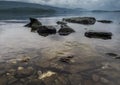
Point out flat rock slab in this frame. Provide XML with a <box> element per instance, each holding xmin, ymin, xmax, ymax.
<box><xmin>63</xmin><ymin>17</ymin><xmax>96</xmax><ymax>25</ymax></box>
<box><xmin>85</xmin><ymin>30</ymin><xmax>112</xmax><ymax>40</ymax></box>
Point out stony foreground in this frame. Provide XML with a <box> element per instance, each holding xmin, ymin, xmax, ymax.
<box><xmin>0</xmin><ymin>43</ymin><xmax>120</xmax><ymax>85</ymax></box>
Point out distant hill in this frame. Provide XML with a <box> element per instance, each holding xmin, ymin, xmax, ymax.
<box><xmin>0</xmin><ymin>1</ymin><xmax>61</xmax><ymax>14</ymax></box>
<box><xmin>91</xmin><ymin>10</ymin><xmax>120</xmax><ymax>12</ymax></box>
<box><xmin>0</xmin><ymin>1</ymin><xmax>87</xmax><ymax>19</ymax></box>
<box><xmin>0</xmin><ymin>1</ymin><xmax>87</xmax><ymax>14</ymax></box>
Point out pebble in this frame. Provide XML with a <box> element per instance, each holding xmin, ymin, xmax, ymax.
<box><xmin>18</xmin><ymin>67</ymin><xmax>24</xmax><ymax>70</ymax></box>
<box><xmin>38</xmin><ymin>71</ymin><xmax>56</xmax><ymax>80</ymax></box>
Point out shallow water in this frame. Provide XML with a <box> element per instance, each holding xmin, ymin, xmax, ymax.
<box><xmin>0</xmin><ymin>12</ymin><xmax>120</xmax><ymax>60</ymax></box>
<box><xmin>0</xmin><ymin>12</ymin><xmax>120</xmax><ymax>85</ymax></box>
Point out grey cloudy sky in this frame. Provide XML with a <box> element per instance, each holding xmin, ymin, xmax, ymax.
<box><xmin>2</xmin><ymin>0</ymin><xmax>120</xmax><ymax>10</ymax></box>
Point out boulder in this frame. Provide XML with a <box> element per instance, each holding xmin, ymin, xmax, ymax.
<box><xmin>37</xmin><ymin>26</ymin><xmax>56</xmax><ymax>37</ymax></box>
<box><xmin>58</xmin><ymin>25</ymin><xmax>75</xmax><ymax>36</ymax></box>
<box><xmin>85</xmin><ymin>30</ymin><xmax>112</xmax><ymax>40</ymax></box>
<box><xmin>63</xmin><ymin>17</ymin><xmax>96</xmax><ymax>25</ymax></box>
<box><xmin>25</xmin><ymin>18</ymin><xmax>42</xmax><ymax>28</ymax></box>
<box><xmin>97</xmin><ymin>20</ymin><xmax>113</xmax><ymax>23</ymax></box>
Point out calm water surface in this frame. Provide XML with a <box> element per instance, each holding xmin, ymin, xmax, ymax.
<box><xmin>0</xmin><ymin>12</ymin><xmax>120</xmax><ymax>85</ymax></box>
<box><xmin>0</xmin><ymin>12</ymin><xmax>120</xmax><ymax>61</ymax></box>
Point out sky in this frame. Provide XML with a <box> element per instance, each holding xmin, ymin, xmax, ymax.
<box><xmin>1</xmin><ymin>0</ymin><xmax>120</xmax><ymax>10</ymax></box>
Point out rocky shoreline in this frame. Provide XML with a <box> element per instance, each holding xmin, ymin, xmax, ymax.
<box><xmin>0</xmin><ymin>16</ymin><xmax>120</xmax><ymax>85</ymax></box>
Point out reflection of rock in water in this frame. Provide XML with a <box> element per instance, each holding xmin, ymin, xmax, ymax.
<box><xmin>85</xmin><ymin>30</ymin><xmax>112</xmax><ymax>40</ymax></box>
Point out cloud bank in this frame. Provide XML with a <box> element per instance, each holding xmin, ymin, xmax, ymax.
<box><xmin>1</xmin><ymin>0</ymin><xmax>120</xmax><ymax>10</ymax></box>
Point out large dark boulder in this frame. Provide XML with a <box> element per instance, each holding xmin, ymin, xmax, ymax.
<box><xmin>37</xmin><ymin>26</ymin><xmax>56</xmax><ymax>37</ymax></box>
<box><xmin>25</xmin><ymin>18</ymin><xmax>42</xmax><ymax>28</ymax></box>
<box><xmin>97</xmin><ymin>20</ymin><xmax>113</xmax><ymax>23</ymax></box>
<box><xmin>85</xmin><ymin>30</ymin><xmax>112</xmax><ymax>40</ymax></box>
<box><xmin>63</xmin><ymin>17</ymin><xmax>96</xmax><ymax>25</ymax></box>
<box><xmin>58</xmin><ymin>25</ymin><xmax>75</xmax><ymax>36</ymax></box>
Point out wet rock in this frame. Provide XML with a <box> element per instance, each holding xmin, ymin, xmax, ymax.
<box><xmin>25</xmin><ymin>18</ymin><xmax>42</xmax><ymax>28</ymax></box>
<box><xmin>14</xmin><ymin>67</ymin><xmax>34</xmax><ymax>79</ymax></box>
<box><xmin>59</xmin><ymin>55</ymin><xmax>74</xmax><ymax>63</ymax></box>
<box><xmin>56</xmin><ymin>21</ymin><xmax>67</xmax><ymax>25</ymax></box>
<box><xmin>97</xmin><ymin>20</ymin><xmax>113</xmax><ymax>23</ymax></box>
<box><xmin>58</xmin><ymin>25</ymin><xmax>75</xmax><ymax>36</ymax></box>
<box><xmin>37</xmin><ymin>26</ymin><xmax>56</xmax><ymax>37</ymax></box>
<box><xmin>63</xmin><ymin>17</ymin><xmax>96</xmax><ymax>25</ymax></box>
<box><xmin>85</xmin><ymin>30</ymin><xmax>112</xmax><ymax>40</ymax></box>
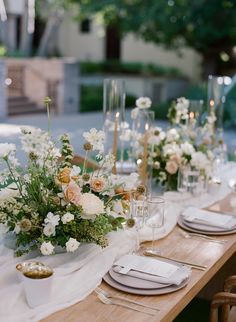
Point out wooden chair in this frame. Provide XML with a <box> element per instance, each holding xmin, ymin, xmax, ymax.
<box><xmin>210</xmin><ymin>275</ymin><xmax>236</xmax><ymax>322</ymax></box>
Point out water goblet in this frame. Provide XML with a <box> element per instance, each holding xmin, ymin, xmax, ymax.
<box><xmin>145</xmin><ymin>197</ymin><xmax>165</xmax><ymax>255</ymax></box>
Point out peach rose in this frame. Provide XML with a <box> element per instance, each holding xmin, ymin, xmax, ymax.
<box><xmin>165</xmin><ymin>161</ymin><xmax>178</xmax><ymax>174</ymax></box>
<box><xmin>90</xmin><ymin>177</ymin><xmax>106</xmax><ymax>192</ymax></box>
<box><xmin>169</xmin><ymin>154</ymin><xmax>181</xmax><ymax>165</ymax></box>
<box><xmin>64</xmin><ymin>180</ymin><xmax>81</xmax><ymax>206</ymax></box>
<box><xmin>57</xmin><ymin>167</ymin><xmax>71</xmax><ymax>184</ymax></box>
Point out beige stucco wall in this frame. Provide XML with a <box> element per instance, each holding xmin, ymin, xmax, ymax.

--

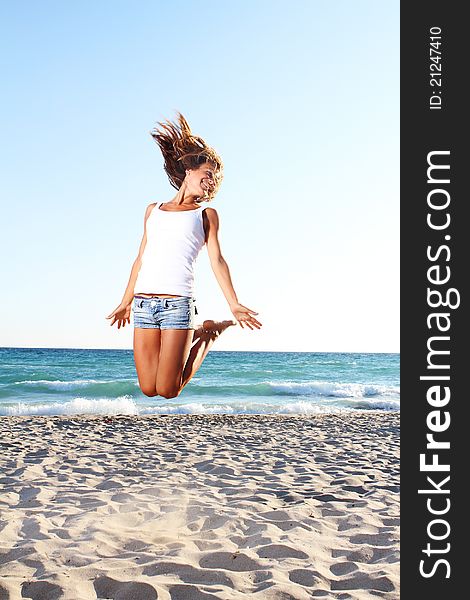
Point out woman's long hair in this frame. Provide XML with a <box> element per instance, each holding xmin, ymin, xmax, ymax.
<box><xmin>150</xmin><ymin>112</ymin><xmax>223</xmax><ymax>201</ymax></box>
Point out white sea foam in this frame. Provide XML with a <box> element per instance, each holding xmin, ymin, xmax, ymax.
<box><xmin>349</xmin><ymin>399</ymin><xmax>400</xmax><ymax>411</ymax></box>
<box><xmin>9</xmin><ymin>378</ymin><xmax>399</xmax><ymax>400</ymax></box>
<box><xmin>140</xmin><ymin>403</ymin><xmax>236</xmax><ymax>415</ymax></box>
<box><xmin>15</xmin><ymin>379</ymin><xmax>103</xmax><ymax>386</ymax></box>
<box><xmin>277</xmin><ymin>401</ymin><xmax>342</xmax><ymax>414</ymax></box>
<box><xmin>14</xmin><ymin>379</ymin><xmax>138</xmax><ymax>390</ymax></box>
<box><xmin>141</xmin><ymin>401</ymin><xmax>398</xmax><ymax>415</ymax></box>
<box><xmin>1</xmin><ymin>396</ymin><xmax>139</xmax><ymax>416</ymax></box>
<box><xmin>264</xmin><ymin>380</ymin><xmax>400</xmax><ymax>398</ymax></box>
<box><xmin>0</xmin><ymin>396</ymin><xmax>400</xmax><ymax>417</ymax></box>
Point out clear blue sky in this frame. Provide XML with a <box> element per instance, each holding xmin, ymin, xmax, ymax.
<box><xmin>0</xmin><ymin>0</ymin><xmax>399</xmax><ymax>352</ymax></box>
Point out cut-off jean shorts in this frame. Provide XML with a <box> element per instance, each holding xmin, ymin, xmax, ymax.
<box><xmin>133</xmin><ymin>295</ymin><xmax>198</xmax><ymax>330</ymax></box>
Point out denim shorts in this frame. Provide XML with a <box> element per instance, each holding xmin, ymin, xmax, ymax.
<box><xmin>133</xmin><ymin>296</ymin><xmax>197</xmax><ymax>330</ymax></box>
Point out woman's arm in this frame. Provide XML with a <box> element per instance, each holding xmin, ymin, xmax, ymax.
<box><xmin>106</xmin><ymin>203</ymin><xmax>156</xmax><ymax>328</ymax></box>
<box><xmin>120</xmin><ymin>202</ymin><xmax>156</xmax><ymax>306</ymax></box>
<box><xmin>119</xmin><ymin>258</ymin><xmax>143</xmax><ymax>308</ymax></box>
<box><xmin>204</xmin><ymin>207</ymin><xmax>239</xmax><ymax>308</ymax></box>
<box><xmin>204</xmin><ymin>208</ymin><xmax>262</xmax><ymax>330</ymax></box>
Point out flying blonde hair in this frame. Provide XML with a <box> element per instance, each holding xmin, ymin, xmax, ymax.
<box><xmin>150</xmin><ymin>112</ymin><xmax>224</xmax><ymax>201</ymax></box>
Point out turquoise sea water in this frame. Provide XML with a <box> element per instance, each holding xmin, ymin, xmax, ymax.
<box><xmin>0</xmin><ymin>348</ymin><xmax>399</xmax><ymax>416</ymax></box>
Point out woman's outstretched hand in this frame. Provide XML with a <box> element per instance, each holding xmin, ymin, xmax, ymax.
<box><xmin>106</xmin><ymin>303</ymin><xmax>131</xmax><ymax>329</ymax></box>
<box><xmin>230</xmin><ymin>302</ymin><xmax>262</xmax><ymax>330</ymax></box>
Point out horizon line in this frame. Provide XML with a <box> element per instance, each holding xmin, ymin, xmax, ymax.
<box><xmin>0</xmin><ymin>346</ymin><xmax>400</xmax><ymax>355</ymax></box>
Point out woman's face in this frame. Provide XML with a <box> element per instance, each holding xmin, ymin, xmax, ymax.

Problem to solve - Copy word for word the stretch of entries above from the line that has "Point out horizon" through the line that has "Point out woman's face", both ends included, and nothing outside it.

Answer to this problem -
Point out horizon line in this frame. Provide XML with a <box> element per instance, each holding xmin, ymin, xmax, ymax.
<box><xmin>0</xmin><ymin>346</ymin><xmax>400</xmax><ymax>355</ymax></box>
Point out woman's face in this frame. Provide XML with a <box> element per instance, each holding xmin, ymin, xmax, ymax.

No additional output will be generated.